May 19, 1999 | Executive Memorandum on Latin America
While the Clinton Administration concentrates on Kosovo, storm clouds are gathering closer to home in South America, where an outbreak of economic and political turmoil during the first four months of 1999 has raised concerns about the region's democratic stability. This series of crises follows more than two consecutive years during which economic freedom, as measured by The Heritage Foundation/Wall Street Journal Index of Economic Freedom, expanded at a faster pace in South America than in any other developing region of the world.
Since January, Brazil has suffered a currency crisis that has plunged the entire region into a deep economic recession. Ecuador also has experienced a major currency collapse and must move rapidly to restructure its foreign debt or else default. In March, Paraguay's vice president was assassinated by killers believed to be in league with the country's president, who has since resigned and fled to Brazil.
In Peru, Alberto Fujimori wants to perpetuate his presidency until 2005 despite constitutional prohibitions, and government security forces are increasing their systematic repression of Fujimori's critics. In Venezuela, new President Hugo Chavez Frias, a populist former military officer who led a failed coup in 1992, is tilting his country to the left while staking out anti-American positions in recent diplomatic efforts.

....

-- Activity list --
(a) How would you render this sentence from the memorandum on Latin America in Spanish: "Since January, Brazil has suffered a currency crisis that has plunged the entire region into a deep economic recession."?
(b) Could you carry the memorandum on Latin America forward from its final sentence, the one about Hugo Chavez Frias?
The listing has no role in what is asked about this memorandum.

-- Dataset entries --
....

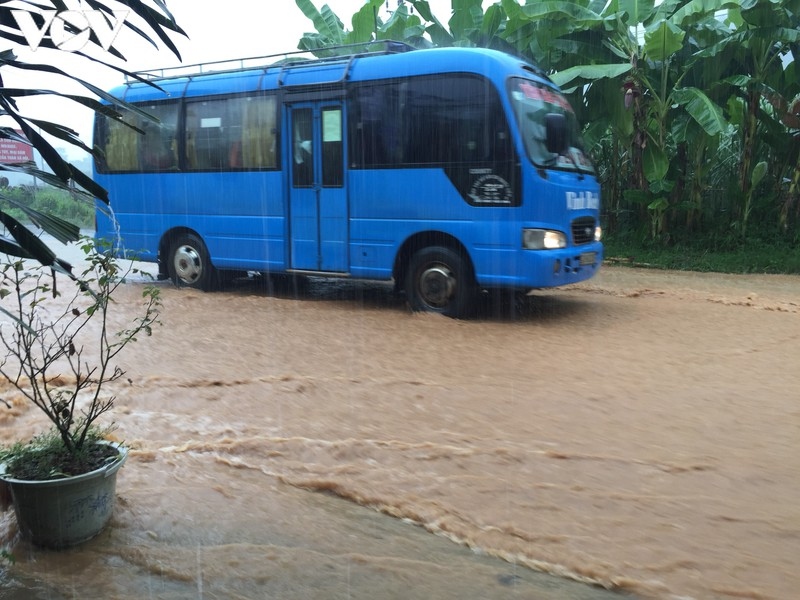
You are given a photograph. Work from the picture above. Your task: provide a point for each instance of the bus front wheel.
(440, 280)
(189, 264)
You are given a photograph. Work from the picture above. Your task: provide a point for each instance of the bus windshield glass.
(532, 101)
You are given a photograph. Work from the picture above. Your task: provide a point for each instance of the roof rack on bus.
(284, 60)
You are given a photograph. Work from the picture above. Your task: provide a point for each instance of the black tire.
(189, 264)
(440, 280)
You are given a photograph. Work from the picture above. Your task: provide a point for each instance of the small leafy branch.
(46, 338)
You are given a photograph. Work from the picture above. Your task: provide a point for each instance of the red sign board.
(13, 152)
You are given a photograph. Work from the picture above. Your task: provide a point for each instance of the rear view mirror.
(556, 133)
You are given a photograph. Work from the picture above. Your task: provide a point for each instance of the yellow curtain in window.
(122, 146)
(258, 132)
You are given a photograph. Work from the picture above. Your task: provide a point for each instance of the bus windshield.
(532, 101)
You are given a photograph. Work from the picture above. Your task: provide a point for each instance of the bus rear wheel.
(440, 280)
(189, 264)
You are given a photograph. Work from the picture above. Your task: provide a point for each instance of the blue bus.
(449, 171)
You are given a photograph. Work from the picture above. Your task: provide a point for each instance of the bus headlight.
(543, 239)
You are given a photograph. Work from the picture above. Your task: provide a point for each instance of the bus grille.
(583, 230)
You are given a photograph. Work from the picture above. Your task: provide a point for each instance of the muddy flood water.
(635, 435)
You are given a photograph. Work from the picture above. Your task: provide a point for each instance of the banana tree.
(766, 37)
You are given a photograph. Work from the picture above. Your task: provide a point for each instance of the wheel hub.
(188, 266)
(437, 286)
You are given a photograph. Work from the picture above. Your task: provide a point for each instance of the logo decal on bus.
(583, 200)
(490, 188)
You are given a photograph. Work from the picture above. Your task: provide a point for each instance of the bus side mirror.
(556, 133)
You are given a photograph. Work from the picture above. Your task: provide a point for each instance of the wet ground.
(639, 432)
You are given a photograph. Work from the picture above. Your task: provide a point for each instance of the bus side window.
(157, 148)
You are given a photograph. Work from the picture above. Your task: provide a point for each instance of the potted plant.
(58, 353)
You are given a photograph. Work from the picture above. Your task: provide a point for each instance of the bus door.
(318, 215)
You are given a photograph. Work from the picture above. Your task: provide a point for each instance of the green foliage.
(54, 201)
(692, 108)
(45, 340)
(712, 253)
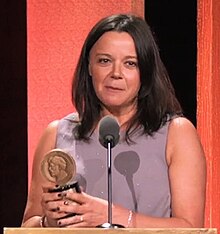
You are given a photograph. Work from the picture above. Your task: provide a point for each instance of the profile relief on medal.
(58, 167)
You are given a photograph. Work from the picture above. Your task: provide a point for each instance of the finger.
(80, 198)
(76, 220)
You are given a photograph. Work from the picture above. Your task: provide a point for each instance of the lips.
(113, 88)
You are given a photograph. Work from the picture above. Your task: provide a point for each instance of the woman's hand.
(88, 211)
(71, 209)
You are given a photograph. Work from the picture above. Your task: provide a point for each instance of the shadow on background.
(174, 24)
(13, 124)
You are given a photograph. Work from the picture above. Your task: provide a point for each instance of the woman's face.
(114, 70)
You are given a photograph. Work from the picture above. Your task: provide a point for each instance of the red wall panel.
(208, 94)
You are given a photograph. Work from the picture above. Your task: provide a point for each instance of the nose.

....

-- Your responses --
(a) Desde enero, Brasil ha sufrido una crisis cambiaria que ha sumido a toda la región en una profunda recesión económica.

(b)
Finally, in Colombia, the world's largest producer of coca leaf and cocaine, the weak government of President Andres Pastrana is pursuing peace talks with armed communist insurgents who control more than half of the country and finance their activities with drug trafficking and kidnapping. Pastrana's government is counting on increased U.S. military intervention in the likely event that peace talks break down.
No Latin America
At a time when a strong U.S. presence in South America could help democratic governments confront their economic and political difficulties, the Clinton Administration's growing disengagement projects the mistaken message that South America is not of great importance to the United States. For example, two of South America's most important countries--Argentina and Brazil--have been without an accredited U.S. ambassador for over two years and approximately one year, respectively. Argentina is the only major non-NATO ally among Latin American countries, and Brazil is the largest economy in South America, as well as the recipient of a $41.5 billion bailout from the International Monetary Fund (IMF) and a critically important actor in hemispheric trade liberalization.
In Central America last March, President Clinton pledged $954 million in reconstruction aid for countries devastated by Hurricane Mitch; he said nothing about helping Ecuador recover from the nearly $3 billion in damage caused in 1998 by the weather phenomenon known as El Niño. Clinton did, however, formally apologize to Guatemala and other Central American countries for alleged U.S. military involvement in human rights abuses committed during the 1970s and 1980s--something for which there is no credible evidence.
The Clinton Administration's disengagement from South America represents more than indifference. It is symptomatic of a deeper underlying problem: the lack of a coherent Latin America policy. Since 1993, the Clinton Administration has maintained that its foreign policy in Latin America consists of promoting free trade, consolidating democracy, and defending human rights. The achievement of these policy goals in South America is clearly in the interests of the United States, but the Administration too frequently fails to implement policies designed to achieve them.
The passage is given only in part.